* [What you have to do]
From the first line of the listing below to the line containing "Segment every instance of the purple", write out everything exactly. No pictures.

* [Dataset excerpts]

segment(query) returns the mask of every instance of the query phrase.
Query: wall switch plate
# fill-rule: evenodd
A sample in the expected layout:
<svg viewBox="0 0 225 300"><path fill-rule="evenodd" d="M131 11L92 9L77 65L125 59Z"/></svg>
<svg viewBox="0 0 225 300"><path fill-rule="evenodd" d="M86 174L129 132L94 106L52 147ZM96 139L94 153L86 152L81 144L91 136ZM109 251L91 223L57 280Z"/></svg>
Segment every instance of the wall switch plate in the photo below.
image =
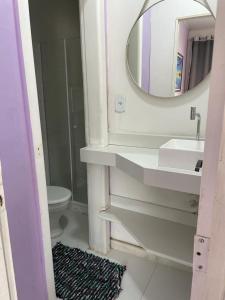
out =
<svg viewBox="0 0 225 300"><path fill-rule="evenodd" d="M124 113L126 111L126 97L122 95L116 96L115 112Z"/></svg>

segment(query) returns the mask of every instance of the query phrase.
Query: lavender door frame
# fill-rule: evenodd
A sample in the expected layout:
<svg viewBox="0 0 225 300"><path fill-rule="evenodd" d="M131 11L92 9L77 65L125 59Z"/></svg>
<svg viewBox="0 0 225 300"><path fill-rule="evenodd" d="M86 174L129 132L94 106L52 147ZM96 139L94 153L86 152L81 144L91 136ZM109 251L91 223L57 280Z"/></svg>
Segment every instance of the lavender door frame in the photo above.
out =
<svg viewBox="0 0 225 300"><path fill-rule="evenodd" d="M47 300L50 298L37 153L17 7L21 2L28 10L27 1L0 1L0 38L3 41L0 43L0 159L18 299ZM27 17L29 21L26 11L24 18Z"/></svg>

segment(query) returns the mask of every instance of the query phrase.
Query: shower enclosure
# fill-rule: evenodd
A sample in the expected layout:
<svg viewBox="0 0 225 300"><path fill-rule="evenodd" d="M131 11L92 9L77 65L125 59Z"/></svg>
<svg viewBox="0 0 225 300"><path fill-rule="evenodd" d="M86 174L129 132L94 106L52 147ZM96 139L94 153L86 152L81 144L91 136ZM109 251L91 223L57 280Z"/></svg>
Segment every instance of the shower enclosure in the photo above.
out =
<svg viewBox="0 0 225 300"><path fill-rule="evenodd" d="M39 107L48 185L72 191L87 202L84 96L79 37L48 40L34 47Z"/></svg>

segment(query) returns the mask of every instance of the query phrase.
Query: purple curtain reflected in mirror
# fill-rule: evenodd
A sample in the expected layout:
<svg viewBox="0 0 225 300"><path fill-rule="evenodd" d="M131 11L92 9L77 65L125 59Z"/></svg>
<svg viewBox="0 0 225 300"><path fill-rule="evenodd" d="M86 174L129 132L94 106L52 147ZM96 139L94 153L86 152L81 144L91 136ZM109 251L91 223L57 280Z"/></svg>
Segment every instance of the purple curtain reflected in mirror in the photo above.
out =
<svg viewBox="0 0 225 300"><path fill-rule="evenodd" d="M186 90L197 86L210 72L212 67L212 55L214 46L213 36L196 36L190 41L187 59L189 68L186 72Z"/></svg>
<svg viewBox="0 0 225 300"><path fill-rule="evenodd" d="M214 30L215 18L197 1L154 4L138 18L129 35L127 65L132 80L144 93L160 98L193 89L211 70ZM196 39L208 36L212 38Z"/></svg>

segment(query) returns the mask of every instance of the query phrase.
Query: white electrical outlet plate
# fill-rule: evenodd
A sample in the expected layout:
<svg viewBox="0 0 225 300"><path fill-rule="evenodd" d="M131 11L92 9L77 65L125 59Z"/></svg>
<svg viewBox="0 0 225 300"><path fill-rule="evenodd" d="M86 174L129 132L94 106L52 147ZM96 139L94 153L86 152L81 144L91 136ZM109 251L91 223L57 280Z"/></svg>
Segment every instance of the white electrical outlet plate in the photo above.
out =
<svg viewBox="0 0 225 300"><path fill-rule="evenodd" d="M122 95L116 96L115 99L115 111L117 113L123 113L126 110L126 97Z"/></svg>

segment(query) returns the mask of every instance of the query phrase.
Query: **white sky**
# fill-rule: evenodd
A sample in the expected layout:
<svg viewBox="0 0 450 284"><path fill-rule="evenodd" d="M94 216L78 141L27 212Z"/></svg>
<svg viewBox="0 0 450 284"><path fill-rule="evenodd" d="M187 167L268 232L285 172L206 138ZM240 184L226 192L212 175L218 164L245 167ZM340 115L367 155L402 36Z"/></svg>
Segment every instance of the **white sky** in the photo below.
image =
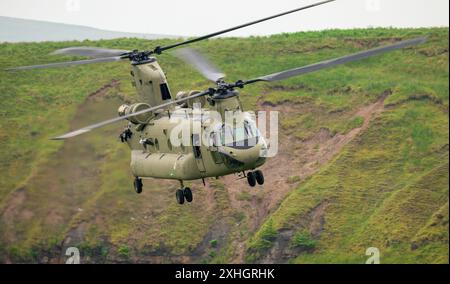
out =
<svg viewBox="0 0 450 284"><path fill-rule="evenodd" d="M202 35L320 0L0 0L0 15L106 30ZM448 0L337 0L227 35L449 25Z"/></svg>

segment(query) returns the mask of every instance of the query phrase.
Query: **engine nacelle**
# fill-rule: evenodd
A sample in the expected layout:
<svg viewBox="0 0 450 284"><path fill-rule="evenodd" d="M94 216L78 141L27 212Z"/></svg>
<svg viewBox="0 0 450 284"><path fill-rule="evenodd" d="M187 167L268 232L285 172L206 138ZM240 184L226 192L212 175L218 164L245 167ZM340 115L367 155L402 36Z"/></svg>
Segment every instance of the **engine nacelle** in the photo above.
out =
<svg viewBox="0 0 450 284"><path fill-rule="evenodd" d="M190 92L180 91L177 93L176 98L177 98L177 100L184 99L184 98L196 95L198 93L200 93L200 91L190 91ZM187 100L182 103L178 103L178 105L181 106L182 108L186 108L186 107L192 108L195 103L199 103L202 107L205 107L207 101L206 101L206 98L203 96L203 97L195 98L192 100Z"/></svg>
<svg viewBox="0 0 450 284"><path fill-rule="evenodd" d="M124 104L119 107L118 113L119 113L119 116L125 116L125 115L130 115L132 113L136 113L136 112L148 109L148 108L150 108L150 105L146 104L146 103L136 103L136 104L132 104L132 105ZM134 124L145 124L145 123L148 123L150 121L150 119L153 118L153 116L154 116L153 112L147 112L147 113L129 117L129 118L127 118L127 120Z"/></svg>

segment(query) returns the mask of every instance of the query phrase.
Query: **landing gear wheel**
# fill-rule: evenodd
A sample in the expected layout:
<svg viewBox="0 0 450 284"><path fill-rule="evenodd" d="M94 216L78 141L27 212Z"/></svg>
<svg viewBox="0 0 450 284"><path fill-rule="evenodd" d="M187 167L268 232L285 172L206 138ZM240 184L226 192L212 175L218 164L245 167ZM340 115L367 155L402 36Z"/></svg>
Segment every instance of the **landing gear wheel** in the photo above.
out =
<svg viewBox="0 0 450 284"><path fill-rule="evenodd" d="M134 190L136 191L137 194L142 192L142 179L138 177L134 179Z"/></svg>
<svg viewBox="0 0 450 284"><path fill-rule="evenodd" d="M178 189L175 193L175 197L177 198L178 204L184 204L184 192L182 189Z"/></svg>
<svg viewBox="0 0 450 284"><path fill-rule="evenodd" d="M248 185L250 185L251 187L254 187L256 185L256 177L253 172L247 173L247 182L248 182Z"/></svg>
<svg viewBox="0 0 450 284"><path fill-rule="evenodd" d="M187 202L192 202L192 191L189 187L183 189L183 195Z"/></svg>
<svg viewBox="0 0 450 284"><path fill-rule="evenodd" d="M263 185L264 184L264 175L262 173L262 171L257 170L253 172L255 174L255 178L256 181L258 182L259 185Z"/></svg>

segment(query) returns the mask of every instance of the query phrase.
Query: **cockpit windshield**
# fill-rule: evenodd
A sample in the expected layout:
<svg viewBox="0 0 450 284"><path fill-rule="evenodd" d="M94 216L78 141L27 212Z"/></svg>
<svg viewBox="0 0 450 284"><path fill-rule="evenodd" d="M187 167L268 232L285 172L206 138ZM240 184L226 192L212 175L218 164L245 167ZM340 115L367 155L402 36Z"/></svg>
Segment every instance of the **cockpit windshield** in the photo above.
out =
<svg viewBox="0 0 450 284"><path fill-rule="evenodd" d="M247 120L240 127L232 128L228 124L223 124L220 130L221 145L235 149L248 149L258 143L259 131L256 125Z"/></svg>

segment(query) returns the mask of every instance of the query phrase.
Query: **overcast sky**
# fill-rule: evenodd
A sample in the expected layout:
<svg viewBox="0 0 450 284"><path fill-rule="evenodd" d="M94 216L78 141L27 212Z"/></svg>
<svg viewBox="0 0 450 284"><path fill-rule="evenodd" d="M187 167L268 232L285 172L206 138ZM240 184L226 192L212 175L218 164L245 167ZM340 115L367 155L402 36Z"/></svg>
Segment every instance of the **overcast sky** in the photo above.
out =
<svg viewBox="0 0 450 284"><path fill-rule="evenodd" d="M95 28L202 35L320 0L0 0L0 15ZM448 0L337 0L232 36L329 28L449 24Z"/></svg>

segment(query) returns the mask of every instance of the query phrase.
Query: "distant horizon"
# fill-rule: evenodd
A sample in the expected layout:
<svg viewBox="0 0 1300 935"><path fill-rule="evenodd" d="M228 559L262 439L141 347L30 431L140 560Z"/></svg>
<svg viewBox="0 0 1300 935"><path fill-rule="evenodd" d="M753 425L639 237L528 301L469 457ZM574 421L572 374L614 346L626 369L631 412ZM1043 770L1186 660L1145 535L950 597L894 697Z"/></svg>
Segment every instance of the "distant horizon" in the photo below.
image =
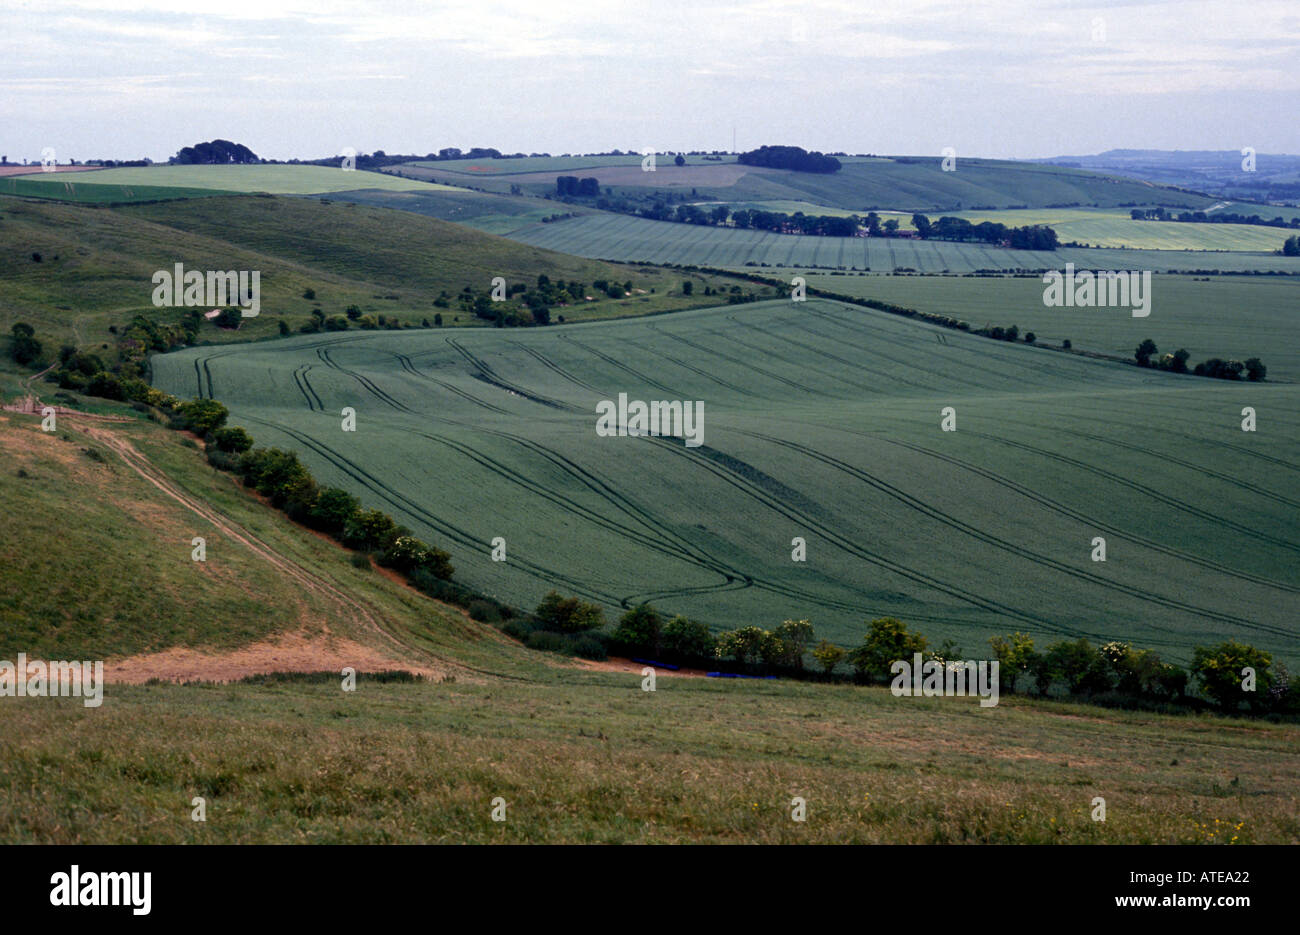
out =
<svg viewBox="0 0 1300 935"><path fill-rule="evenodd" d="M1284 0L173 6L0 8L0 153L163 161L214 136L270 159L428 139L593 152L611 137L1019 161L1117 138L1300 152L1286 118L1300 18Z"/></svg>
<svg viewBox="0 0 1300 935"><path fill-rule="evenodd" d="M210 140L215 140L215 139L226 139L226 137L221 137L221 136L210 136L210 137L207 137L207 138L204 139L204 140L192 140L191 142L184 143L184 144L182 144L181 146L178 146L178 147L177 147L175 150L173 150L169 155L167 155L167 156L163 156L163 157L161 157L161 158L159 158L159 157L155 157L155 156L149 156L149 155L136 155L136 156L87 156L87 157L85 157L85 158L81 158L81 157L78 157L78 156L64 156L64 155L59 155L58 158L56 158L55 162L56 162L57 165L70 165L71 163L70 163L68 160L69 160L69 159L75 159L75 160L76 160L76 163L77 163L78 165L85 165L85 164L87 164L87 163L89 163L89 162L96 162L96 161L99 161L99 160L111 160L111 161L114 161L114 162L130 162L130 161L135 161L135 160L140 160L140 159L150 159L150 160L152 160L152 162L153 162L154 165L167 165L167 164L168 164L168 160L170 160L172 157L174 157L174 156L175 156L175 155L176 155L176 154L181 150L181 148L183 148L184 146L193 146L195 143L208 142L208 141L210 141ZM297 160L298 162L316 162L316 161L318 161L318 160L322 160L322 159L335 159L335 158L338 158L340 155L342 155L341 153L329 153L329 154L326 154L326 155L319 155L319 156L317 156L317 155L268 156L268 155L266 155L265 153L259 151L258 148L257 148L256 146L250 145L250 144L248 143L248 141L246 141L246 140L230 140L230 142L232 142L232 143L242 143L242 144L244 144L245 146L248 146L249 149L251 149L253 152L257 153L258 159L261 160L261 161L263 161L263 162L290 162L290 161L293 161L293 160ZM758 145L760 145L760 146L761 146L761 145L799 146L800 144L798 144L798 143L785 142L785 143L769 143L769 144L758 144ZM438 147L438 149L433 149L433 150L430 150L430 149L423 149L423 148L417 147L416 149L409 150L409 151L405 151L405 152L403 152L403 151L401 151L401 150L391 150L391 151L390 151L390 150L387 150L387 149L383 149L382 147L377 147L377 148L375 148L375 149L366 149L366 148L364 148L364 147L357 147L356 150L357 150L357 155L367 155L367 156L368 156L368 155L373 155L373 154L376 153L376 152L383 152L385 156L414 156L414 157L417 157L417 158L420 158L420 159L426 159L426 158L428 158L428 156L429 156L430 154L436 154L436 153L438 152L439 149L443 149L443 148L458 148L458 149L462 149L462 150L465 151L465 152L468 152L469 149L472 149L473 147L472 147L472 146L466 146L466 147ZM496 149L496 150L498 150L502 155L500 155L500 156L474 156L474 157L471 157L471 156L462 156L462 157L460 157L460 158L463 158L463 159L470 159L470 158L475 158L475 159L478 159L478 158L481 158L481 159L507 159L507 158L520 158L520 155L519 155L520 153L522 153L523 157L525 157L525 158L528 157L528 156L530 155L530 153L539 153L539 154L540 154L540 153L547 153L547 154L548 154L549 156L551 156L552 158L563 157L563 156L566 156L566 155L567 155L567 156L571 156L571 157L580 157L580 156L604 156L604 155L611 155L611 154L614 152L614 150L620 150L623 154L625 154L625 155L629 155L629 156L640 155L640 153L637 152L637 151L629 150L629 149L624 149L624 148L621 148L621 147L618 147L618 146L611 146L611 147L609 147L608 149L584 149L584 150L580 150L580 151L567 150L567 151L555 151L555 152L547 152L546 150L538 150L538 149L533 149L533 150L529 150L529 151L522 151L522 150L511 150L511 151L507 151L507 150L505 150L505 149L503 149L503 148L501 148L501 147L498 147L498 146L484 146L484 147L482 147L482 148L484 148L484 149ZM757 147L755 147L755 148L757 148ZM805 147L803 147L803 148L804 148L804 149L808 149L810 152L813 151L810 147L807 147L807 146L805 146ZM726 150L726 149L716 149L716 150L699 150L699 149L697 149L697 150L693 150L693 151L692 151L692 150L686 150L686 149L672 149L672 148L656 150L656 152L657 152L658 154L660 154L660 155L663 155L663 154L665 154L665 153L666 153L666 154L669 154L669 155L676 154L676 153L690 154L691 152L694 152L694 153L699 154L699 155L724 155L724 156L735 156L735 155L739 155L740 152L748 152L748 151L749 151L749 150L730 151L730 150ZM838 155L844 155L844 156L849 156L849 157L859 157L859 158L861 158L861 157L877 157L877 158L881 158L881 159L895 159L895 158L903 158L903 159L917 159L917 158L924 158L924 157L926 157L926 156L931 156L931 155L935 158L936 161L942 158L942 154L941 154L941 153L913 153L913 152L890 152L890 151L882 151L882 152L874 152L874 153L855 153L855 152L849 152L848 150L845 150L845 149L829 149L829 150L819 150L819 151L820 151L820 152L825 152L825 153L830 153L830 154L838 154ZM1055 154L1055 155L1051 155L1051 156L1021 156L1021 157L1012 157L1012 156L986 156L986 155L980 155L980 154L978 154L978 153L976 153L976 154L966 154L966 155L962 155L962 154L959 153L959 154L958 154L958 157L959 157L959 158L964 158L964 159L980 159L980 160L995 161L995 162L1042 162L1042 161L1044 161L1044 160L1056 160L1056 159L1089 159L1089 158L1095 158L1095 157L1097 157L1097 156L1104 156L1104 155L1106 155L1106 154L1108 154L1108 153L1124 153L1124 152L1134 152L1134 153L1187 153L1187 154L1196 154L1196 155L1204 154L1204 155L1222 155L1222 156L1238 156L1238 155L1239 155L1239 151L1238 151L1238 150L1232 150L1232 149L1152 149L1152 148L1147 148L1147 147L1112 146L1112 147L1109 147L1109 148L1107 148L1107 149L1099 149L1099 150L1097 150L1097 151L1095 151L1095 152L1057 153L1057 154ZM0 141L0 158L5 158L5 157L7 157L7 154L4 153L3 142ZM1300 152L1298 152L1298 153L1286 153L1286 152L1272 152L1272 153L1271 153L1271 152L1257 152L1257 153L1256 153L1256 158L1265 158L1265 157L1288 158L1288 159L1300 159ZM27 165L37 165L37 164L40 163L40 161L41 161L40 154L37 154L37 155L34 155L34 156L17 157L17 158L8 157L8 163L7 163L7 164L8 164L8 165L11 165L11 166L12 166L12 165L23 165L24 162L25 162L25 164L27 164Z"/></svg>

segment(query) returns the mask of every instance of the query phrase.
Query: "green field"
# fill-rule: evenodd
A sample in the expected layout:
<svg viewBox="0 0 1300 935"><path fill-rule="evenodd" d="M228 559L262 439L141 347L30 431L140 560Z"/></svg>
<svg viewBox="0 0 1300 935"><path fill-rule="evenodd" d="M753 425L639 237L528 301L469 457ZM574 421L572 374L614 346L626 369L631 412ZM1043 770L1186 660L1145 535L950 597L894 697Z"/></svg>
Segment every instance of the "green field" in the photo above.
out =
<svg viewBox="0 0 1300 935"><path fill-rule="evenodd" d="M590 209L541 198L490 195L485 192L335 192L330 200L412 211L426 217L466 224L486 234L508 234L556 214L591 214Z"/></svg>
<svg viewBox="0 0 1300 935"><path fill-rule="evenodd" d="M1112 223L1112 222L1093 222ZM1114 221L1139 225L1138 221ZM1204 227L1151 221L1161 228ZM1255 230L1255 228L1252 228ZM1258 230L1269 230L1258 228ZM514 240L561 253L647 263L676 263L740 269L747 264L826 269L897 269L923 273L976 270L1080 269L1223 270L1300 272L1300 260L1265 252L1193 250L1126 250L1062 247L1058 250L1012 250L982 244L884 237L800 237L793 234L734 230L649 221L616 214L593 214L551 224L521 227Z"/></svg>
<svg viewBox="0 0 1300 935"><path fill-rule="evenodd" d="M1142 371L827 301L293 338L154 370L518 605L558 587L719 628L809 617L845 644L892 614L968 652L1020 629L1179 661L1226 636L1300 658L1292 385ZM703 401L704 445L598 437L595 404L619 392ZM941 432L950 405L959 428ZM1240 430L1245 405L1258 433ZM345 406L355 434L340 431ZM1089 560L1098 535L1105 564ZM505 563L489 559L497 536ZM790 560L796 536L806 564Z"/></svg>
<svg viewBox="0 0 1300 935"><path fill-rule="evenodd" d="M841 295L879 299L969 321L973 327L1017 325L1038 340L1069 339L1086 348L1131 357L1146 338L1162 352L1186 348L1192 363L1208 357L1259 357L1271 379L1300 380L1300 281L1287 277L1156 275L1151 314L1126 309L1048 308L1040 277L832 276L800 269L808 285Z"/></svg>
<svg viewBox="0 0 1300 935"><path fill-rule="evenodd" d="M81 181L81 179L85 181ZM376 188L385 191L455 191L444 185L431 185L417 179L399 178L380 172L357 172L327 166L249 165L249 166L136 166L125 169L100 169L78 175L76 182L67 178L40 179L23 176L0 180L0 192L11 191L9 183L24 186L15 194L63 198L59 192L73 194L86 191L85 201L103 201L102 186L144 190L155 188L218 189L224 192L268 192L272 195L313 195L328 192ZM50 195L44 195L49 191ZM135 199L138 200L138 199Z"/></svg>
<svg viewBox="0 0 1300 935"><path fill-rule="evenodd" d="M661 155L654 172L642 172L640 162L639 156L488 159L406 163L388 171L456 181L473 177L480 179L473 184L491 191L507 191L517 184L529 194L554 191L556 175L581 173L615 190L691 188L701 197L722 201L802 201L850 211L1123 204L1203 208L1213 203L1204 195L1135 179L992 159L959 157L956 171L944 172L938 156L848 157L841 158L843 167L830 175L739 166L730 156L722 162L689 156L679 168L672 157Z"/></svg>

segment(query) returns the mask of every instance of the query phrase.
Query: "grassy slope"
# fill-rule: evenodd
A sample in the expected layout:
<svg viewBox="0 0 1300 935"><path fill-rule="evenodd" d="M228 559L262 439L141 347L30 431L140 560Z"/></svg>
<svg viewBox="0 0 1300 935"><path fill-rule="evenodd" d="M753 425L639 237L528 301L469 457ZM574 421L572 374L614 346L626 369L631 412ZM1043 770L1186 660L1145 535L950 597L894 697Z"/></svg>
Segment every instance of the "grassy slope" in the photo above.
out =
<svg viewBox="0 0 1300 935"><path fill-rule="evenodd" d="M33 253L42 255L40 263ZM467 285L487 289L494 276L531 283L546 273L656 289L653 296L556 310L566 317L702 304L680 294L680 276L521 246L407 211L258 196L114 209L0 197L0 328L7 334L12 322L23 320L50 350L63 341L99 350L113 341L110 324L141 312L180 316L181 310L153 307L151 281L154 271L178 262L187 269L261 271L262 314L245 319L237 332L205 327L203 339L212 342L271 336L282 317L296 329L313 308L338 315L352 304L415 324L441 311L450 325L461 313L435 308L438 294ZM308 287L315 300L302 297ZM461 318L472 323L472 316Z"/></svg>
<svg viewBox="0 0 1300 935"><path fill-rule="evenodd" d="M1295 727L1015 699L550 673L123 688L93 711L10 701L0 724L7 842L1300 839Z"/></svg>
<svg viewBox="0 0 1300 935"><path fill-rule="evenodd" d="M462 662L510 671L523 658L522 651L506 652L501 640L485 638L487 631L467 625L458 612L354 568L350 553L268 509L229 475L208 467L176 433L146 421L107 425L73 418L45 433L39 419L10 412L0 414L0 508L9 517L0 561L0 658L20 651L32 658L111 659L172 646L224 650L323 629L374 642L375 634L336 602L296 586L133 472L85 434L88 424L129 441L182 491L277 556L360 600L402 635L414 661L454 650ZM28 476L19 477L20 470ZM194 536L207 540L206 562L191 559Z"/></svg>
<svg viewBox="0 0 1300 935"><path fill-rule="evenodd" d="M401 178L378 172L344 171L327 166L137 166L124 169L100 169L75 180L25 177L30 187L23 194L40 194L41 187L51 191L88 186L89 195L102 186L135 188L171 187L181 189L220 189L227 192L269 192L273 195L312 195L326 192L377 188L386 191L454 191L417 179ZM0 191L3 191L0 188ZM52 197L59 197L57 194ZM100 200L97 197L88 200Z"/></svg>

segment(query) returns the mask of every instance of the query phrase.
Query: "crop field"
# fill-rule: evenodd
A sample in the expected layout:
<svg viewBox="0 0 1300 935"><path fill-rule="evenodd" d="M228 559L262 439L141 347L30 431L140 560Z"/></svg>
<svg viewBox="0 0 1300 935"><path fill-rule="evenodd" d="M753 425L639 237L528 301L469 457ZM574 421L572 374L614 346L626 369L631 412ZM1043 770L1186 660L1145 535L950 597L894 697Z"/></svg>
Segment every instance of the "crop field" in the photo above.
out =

* [Exercise answer]
segment(query) returns the mask of every instance of the query phrase.
Query: wall switch plate
# fill-rule: evenodd
A sample in the expected layout:
<svg viewBox="0 0 225 300"><path fill-rule="evenodd" d="M131 11L92 9L77 65L125 59Z"/></svg>
<svg viewBox="0 0 225 300"><path fill-rule="evenodd" d="M86 174L129 132L94 106L52 147ZM96 139L94 153L86 152L81 144L91 136ZM109 251L91 223L57 280Z"/></svg>
Segment every instance of the wall switch plate in the photo below.
image =
out =
<svg viewBox="0 0 225 300"><path fill-rule="evenodd" d="M124 113L126 111L126 97L122 95L116 96L115 112Z"/></svg>

segment(query) returns the mask of every instance of the query phrase.
Query: lavender door frame
# fill-rule: evenodd
A sample in the expected layout:
<svg viewBox="0 0 225 300"><path fill-rule="evenodd" d="M131 11L92 9L77 65L125 59Z"/></svg>
<svg viewBox="0 0 225 300"><path fill-rule="evenodd" d="M86 174L129 132L94 106L52 147ZM96 139L94 153L86 152L81 144L91 136ZM109 251L91 223L57 280Z"/></svg>
Segment every instance of the lavender door frame in the photo above.
out =
<svg viewBox="0 0 225 300"><path fill-rule="evenodd" d="M47 300L50 298L37 153L17 7L21 2L28 10L27 1L0 1L0 38L3 41L0 43L0 159L18 299ZM27 17L29 21L26 11L24 18Z"/></svg>

segment(query) returns the mask of every instance of the query phrase.
Query: shower enclosure
# fill-rule: evenodd
A sample in the expected layout:
<svg viewBox="0 0 225 300"><path fill-rule="evenodd" d="M131 11L92 9L77 65L125 59Z"/></svg>
<svg viewBox="0 0 225 300"><path fill-rule="evenodd" d="M86 174L129 132L94 106L52 147ZM96 139L94 153L86 152L81 144L91 136ZM109 251L91 223L57 280Z"/></svg>
Segment every instance of the shower enclosure in the photo above.
out =
<svg viewBox="0 0 225 300"><path fill-rule="evenodd" d="M39 107L48 185L72 191L87 202L84 96L79 37L48 40L34 47Z"/></svg>

segment(query) returns the mask of every instance of the query phrase.
Query: purple curtain reflected in mirror
# fill-rule: evenodd
A sample in the expected layout:
<svg viewBox="0 0 225 300"><path fill-rule="evenodd" d="M131 11L92 9L77 65L125 59Z"/></svg>
<svg viewBox="0 0 225 300"><path fill-rule="evenodd" d="M86 174L129 132L94 106L52 147ZM96 139L94 153L86 152L81 144L91 136ZM109 251L91 223L57 280Z"/></svg>
Segment every instance of the purple curtain reflected in mirror in the photo above.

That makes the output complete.